• _DIRECTIONS FOR THIS TASK_
Transcribe each entry exactly; skip the images.

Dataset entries
* * * * *

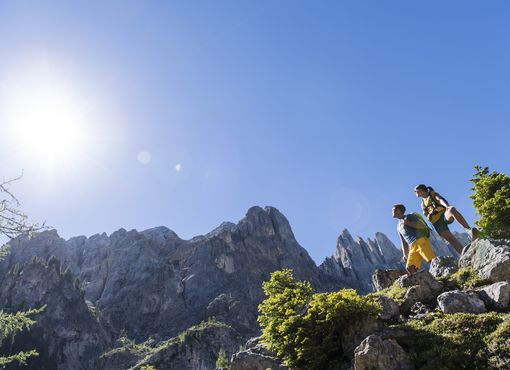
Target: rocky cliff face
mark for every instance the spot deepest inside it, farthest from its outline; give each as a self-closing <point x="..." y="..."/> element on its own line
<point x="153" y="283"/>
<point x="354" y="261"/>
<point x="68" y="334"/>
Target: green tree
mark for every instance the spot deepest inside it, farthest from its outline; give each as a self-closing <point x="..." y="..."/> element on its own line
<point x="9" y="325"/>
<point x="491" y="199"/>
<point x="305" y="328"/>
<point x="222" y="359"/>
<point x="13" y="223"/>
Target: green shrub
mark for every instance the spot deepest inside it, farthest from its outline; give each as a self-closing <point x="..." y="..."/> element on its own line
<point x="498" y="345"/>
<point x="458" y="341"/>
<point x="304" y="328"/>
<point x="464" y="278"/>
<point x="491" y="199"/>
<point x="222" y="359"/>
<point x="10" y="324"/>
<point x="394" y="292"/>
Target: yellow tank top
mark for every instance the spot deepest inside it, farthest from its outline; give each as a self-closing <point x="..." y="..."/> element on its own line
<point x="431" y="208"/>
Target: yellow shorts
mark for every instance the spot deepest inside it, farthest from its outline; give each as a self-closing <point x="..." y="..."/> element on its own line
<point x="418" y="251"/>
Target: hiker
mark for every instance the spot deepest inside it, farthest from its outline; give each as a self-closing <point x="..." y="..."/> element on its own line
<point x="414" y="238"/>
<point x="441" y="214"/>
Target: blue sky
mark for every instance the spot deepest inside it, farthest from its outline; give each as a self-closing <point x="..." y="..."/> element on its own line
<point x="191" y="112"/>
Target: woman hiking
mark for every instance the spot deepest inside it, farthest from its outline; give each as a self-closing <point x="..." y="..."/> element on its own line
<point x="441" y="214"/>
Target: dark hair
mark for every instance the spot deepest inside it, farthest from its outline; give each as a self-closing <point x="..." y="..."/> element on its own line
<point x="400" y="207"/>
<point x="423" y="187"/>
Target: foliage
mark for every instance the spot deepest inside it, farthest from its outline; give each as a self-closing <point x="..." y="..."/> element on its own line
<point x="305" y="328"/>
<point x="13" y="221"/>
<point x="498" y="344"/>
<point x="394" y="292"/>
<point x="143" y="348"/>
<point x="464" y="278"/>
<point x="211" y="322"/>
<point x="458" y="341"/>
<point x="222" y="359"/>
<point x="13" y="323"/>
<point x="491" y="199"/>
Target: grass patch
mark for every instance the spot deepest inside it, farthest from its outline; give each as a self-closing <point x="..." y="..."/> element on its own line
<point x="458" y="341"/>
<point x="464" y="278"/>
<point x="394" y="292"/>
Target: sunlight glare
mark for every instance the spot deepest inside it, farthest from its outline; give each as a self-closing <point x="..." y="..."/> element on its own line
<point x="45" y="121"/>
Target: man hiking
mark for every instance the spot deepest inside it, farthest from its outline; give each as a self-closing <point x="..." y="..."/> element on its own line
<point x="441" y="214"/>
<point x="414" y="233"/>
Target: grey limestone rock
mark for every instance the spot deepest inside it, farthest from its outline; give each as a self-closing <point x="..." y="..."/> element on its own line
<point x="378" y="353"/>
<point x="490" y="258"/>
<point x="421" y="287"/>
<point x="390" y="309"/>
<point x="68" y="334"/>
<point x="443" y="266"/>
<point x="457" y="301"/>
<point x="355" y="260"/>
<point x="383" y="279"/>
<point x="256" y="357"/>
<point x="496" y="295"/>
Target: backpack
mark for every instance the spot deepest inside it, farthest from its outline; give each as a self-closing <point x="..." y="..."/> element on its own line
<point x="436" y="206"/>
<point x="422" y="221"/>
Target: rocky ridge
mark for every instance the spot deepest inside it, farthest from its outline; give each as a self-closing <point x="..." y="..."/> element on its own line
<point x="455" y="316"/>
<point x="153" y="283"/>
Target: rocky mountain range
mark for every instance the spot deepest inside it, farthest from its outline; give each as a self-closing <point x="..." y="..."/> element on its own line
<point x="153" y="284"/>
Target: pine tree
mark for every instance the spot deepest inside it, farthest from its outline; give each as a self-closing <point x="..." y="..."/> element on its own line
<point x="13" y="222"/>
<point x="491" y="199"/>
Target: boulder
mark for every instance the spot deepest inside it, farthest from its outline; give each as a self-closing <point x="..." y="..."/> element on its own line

* * * * *

• _ANSWER TO THE EXERCISE_
Target: rocky cliff face
mark for every instance the spot deepest inside it, farthest from its outline; give each as a self-closing <point x="..." y="..."/> element on its own line
<point x="153" y="283"/>
<point x="354" y="261"/>
<point x="68" y="334"/>
Target: green tree
mark for every instance the spot deepest inside it, farthest from its outline; give each as a self-closing <point x="..." y="..."/> element on its own line
<point x="9" y="325"/>
<point x="491" y="199"/>
<point x="305" y="328"/>
<point x="222" y="359"/>
<point x="13" y="223"/>
Target: green shrub
mark for every instance the spot deepest inside it, farthest from its outline; give each as a self-closing <point x="..." y="..."/> element on its own line
<point x="498" y="345"/>
<point x="458" y="341"/>
<point x="304" y="328"/>
<point x="464" y="278"/>
<point x="491" y="199"/>
<point x="222" y="359"/>
<point x="10" y="324"/>
<point x="394" y="292"/>
Target: yellow tank top
mark for every instance the spot deepest inside it, farthest from its outline; give each as a self-closing <point x="..." y="..."/> element on its own line
<point x="431" y="208"/>
Target: yellow shorts
mark for every instance the spot deepest inside it, farthest from its outline; give each as a self-closing <point x="..." y="..."/> element on its own line
<point x="418" y="251"/>
Target: hiker
mark for every instance the spot deepest inside it, farthest from its outline; give each as a self-closing <point x="..." y="..."/> element on its own line
<point x="414" y="238"/>
<point x="441" y="214"/>
Target: blue sky
mark for every instance the spot deepest inside it, farthest from its outline; give each as a self-closing <point x="..." y="..."/> element on its own line
<point x="191" y="112"/>
Target: woman hiking
mark for every instance the spot deepest inside it, farthest from its outline; give each as a self-closing <point x="..." y="..."/> element on its own line
<point x="441" y="214"/>
Target: dark hair
mark for every instance the spot deepest inside it, farthest from its outline; give each as a self-closing <point x="..." y="..."/> element on its own line
<point x="400" y="207"/>
<point x="423" y="187"/>
Target: foliage
mark for every instance the spot deepest inside it, farthest from its outline; give each as a self-closing <point x="..." y="..."/> element on its own line
<point x="305" y="328"/>
<point x="13" y="221"/>
<point x="498" y="344"/>
<point x="394" y="292"/>
<point x="143" y="348"/>
<point x="464" y="278"/>
<point x="211" y="322"/>
<point x="458" y="341"/>
<point x="222" y="359"/>
<point x="13" y="323"/>
<point x="491" y="199"/>
Target: grass patch
mark for every instance the spot deepest inside it, farthest from its outline; give each as a self-closing <point x="..." y="..."/> element on its own line
<point x="458" y="341"/>
<point x="464" y="278"/>
<point x="394" y="292"/>
Target: sunlight glare
mark for every instance the spot deepest inside it, farthest from its outline; give each as a self-closing <point x="..." y="..."/> element on its own line
<point x="45" y="121"/>
Target: man hiking
mark for every instance the spot deepest inside it, farthest from its outline; give each as a self-closing <point x="..." y="..."/> element on its own line
<point x="441" y="214"/>
<point x="414" y="233"/>
Target: grey limestone rock
mark for every instance the spot deepest inside it, farthest from its outline; give each as a self-closing <point x="..." y="..."/> element on its own line
<point x="378" y="353"/>
<point x="490" y="258"/>
<point x="421" y="287"/>
<point x="390" y="309"/>
<point x="68" y="334"/>
<point x="443" y="266"/>
<point x="457" y="301"/>
<point x="355" y="260"/>
<point x="383" y="279"/>
<point x="256" y="357"/>
<point x="496" y="295"/>
Target: backpack
mark for every instance the spot deepest inside it, farthest from its outline; give each as a self-closing <point x="..." y="..."/> element on its own line
<point x="436" y="206"/>
<point x="422" y="221"/>
Target: rocky ridge
mark for every instance the spot deepest inside it, farthest from its outline; give each as a self-closing <point x="..." y="..."/> element on its own line
<point x="455" y="316"/>
<point x="153" y="283"/>
Target: rocky mountain range
mark for every instance the spot deepest inside it, farthest from its outline; give each as a self-closing <point x="..." y="..."/> element on its own line
<point x="153" y="284"/>
Target: pine tree
mark for every instance the spot deepest inside it, farthest from its outline; give each as a self-closing <point x="..." y="..."/> element on its own line
<point x="13" y="222"/>
<point x="491" y="199"/>
Target: boulder
mark for every instance the spot deepest inside it, farthest from its outline; give each as a self-closing <point x="..." y="..."/> element on its own line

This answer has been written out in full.